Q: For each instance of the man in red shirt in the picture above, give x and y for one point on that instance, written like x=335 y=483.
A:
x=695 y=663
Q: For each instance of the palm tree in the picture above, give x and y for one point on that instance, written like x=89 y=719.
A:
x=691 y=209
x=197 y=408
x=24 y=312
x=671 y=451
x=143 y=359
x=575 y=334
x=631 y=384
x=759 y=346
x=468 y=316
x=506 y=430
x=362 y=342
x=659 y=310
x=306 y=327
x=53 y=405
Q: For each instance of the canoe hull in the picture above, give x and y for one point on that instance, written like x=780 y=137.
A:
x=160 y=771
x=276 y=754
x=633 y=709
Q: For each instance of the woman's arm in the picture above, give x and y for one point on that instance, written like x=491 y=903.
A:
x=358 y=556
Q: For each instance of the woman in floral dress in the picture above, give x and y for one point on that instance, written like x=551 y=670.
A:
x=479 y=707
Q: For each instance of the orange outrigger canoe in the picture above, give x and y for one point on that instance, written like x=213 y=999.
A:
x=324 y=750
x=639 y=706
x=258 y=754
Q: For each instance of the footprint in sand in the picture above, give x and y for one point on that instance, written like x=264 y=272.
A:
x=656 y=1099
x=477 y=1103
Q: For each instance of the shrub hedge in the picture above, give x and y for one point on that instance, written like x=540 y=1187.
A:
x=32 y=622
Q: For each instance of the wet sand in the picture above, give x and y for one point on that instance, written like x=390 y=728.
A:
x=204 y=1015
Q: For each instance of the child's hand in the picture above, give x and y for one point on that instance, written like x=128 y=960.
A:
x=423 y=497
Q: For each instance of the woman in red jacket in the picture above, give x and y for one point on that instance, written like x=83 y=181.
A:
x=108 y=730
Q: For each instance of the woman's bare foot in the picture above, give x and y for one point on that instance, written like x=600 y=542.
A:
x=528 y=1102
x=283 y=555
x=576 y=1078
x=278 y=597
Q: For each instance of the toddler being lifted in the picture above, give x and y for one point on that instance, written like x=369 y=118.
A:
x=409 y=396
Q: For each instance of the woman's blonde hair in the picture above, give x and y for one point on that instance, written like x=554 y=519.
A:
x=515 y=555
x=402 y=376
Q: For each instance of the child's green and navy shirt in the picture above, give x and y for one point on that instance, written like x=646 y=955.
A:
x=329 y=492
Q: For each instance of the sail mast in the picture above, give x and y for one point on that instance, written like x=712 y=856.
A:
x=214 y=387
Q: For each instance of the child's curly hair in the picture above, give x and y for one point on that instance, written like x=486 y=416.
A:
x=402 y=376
- - - - -
**Exercise instructions:**
Rewrite the lines from the one containing "Q: For each instance of the sail" through the last line, substituting "wavy hair" for "curly hair" and leaving everything else as it stands.

**Full output:**
Q: For each instance of the sail mast in the picture above, give x and y for one point on that instance, written like x=712 y=856.
A:
x=214 y=387
Q: For each instance of the child's wavy hair in the picture above, give x and y for one point on that instance, written like x=486 y=416.
A:
x=402 y=376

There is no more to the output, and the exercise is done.